What this task involves
Express every line of the data below as a JSON list of strings, one string per line, omitting blank lines.

Entries supplied
▬▬▬

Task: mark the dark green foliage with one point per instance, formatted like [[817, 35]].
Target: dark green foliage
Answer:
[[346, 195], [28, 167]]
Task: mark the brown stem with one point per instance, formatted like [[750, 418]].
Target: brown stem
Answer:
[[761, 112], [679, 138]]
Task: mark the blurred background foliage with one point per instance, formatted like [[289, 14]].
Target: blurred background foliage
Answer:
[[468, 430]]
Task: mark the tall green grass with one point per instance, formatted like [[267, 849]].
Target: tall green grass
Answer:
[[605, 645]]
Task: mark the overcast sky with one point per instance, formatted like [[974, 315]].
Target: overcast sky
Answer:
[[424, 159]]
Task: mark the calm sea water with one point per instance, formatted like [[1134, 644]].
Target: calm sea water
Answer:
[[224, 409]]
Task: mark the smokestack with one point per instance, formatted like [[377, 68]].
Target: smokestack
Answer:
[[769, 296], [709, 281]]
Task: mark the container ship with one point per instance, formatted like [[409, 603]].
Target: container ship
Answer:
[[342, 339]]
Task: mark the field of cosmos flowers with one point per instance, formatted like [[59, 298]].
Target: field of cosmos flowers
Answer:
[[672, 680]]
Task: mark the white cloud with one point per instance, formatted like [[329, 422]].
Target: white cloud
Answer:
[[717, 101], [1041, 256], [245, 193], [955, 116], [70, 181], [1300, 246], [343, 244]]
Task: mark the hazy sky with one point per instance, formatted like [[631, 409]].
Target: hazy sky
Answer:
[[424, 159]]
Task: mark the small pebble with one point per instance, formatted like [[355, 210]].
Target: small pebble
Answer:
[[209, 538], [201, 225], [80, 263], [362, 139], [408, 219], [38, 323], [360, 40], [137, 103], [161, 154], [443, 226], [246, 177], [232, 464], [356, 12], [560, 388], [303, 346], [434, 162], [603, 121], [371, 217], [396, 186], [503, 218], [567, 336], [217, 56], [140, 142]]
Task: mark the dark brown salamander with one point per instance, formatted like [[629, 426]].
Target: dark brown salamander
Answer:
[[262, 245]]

▬▬▬

Result for this task
[
  "Task: mark the dark green foliage with one point per instance, formatted like [[817, 35]].",
  "Target: dark green foliage",
  "Answer:",
  "[[346, 195], [28, 167]]",
  "Task: mark the brown stem with one point per instance, formatted like [[750, 418]].",
  "Target: brown stem",
  "Answer:",
  "[[761, 112], [679, 138]]",
  "Task: mark the blurred background foliage with one point per instance, formatted like [[289, 14]].",
  "Target: blurred background foliage",
  "Answer:",
  "[[468, 430]]",
  "Task: mark the tall green grass with one point per instance, formatted like [[267, 849]].",
  "Target: tall green grass",
  "Answer:",
  "[[605, 645]]",
  "Task: mark the overcast sky with one point per instance, formatted like [[974, 315]].",
  "Target: overcast sky",
  "Answer:",
  "[[424, 159]]",
  "Task: mark the calm sea water with one point per instance, formatted like [[1134, 644]].",
  "Target: calm sea water",
  "Answer:",
  "[[224, 409]]",
  "Task: mark the smokestack with one point per instance, formatted like [[377, 68]].",
  "Target: smokestack",
  "Answer:",
  "[[769, 296], [709, 281]]",
  "Task: mark the container ship with one point per instance, formatted like [[409, 603]].",
  "Target: container ship",
  "Answer:",
  "[[342, 339]]",
  "Task: mark the field of cosmos flowers with one point per instance, formatted like [[59, 298]].",
  "Target: field of cosmos flowers",
  "Answer:",
  "[[672, 680]]",
  "Task: mark the white cloud with one point per instance, formatted like [[329, 422]].",
  "Target: white cloud",
  "Answer:",
  "[[717, 101], [1041, 256], [245, 193], [955, 116], [70, 181], [1300, 246], [343, 244]]",
  "Task: mark the hazy sky with one point per instance, formatted like [[631, 409]].",
  "Target: hazy sky",
  "Answer:",
  "[[424, 159]]",
  "Task: mark the small pebble with one point per instance, formatted like [[355, 210]].",
  "Target: small pebble",
  "Answer:",
  "[[209, 538], [201, 225], [80, 263], [362, 139], [408, 219], [38, 323], [360, 40], [137, 103], [161, 154], [443, 226], [246, 177], [232, 464], [356, 12], [560, 388], [303, 346], [434, 162], [603, 121], [371, 217], [396, 186], [503, 218], [567, 336], [217, 56], [140, 142]]",
  "Task: mark the dark brown salamander with one point per instance, formatted like [[629, 426]].",
  "Target: dark brown salamander",
  "Answer:",
  "[[262, 245]]"
]